--- Поставленные задачи ---
[1] Верните дословно фрагмент текста о семье: от слов «А вот интересно, с» до слов «сидела. Но научилась.» включительно.
[2] Продолжите текст о семье, начиная сразу после его последнего предложения.

--- Фрагмент документа ---
┌──

Могла ли моя семья (папа, мама, брат, сестра) быть счастливее, если бы меня не было?
Возможно. Или не стало бы никакой семьи? Папа уходит, остаётся одинокая мама с двумя детьми. И всё. История не знает, как говорится, сослагательного наклонения. Но вдруг и впрямь родители были бы счастливее поодиночке?
Ой, вряд ли!
Вернее, не так. Папа вообще был человек позитивный. И он уж точно нашёл бы, чему радоваться. А вот мама… Я редко помню её счастливой. Она всегда была чем-то недовольна. И жёстко «гнобила» меня, когда папа ушёл… За то, что я похожа на него. И за то, что всё равно продолжаю его любить.
А если бы папа ушёл раньше, мамин негатив доставался бы сразу двоим – шестнадцатилетнему брату и одиннадцатилетней сестре. И защиты в лице папы у них бы уже не было.
Так что ладно, не зря я родилась, ох не зря.
И вообще я молодец. Хорошо, что я есть. Спасибо маме, что не стала меня убивать.
Смотрю в зеркало и говорю себе: «Ты моя хорошая. Ты красивая. Ты самая лучшая». Если мне мама этого не говорила – я сама себе скажу. И чем чаще скажу – тем больше поверю. Я всегда себя любила – сама. За всех. За всю семью. И голос свой. И изображения. В детстве записывала себя на магнитофон (песни пела, разговаривала), потом с удовольствием переслушивала. Мне уже тогда нравился мой голос. Сейчас ещё больше нравится. А ещё очень люблю свои видео пересматривать. Где-то в интернете написала в шутку, что я, видимо, нарцисс. На что мне очень здраво ответили, что это не нарциссизм, а высшая степень принятия себя.
Вооот! Полюбить себя – это значит принять. Со всеми недостатками. Возможно, где-то я ошибалась и поступала неправильно. И недостатки у меня, конечно же, есть! Как и у всех. Но я не корю себя за них. Потому что всегда всё делала искренне и от души. Интуитивно. И сейчас так живу. Может быть, неправильно с чьей-то точки зрения. Зато с любовью. Прежде всего – к себе самой.
А вот интересно, с кого в семье начинается любовь? С бабушек и дедушек? Или у человека сразу есть эта встроенная опция, её надо только разбудить? Ведь не зря говорят, что каждый человечек уже рождается со своим характером. Я, например, настырная была. (Да и осталась, думаю). Помню, весь день сидела в зале на ковре и училась завязывать бантик. Сама училась. Долго сидела. Но научилась.
Так вот, про бабушек, дедушек и любовь. У папиных родителей было шестеро детей. И все они дружно жили в Нижегородской губернии. Почему папе понадобилось уехать из семьи, я знаю: его в наш город распределили после института. Здесь он встретил мою маму и влюбился. А вот почему он не вернулся к своей семье, могу только догадываться. Чего проще – забрал жену и уехал. Но они с мамой почему-то остались жить в Саратове.

└──

--- Перечень записей ---

┌──

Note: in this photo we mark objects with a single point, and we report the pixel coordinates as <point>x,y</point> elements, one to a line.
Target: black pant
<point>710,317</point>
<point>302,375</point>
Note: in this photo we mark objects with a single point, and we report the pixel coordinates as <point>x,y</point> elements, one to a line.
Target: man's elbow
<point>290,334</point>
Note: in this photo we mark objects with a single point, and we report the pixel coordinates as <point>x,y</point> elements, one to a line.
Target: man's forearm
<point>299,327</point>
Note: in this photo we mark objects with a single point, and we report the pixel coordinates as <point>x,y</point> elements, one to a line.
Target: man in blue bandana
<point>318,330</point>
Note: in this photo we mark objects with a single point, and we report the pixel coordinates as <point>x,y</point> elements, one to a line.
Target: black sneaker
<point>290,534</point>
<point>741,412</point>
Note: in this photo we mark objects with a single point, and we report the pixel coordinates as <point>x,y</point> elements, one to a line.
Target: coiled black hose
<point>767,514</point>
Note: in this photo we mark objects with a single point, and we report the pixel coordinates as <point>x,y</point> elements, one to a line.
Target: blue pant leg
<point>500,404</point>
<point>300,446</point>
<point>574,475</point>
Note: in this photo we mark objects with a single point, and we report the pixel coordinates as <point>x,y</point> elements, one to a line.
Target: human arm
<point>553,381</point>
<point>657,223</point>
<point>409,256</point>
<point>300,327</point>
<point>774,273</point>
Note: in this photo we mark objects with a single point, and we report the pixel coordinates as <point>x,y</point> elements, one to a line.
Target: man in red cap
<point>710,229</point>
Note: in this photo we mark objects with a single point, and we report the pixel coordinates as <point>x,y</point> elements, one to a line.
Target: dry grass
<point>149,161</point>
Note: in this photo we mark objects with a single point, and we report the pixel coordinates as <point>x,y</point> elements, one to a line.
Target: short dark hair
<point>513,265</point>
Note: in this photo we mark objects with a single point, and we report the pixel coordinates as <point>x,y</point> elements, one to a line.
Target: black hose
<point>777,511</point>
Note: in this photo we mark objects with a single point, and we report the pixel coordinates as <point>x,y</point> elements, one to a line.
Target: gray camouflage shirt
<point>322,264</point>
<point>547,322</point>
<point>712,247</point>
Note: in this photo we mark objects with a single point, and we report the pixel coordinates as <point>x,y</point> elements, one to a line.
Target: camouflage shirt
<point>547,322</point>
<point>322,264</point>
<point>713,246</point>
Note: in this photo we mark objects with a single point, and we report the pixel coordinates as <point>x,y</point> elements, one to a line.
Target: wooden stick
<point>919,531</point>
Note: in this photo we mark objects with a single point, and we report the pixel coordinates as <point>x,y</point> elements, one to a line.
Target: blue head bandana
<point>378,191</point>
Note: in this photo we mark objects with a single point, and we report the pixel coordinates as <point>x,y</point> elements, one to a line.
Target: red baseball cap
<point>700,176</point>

└──

--- Ответы на задания ---
[1]
А вот интересно, с кого в семье начинается любовь? С бабушек и дедушек? Или у человека сразу есть эта встроенная опция, её надо только разбудить? Ведь не зря говорят, что каждый человечек уже рождается со своим характером. Я, например, настырная была. (Да и осталась, думаю). Помню, весь день сидела в зале на ковре и училась завязывать бантик. Сама училась. Долго сидела. Но научилась.

[2]
Мы часто ездили к папиным родителям на машине, и к нашему приезду собиралась почти вся его родня. Приезжали со всей области. Прекрасные, дружные и любящие люди. Но почему же папа не захотел туда возвращаться? Один из всей семьи он откололся и уехал за много километров.
Жаль, что ко мне не пришёл этот вопрос раньше, когда папа был жив.
Возможно, дело было в маме. Она не захотела бросить своих родителей. И папа ради любви остался здесь.
Жаль. Мне нравились папины родственники. Они были воплощением настоящей семьи, о которой я всегда мечтала.
К маминым родственникам мы тоже ездили. Они жили в областном городке, и все выпивали, кроме моей бабушки.
Дедушку по маминой линии я не застала – он умер за пять лет до моего рождения. А бабуля строгая была. Она и маму в артистки не пустила, потому что «грязь и разврат в артистической среде». И меня в строгости держала. Я, конечно, хулиганка была, так что бабушку можно понять. Но. Никто никого в семье не обнимал. Вот не было такого. Нас только воспитывали. Подаренные книги и открытки подписывались какими-то скучными нравоучениями. Мне помнится поздравительная открытка от мамы, где она советует мне «быть более общительной со своими родными и вообще с людьми, надо чувствовать необходимость в таком общении». И какая-то не очень интересная для меня на тот момент книга стихов о Степане Разине, на которой маминым же почерком написано «немного истории твоим мозгам не повредит». А на открытке от бабушки – «всё, что тебе дают на тарелке, с аппетитом кушай, старших слушай».
На сестру мама вообще постоянно орала (правда, был период, когда она год – год! – с ней не разговаривала в воспитательных целях). И я очень отчётливо помню, как блеснул под абажуром занесённый над головой сестры утюг. Нет, нас не били, конечно. И утюгом мама просто замахнулась. Но в голове это отложилось навсегда. Как и широкий коричневый кожаный ремень, которым мне грозили. Этот ремень меня ни разу не коснулся, но однажды я нашла его случайно (ладно, не случайно!) – и очень-очень далеко запрятала в нижний ящик бабушкиного шкафа. И сразу жить мне стало намного спокойнее.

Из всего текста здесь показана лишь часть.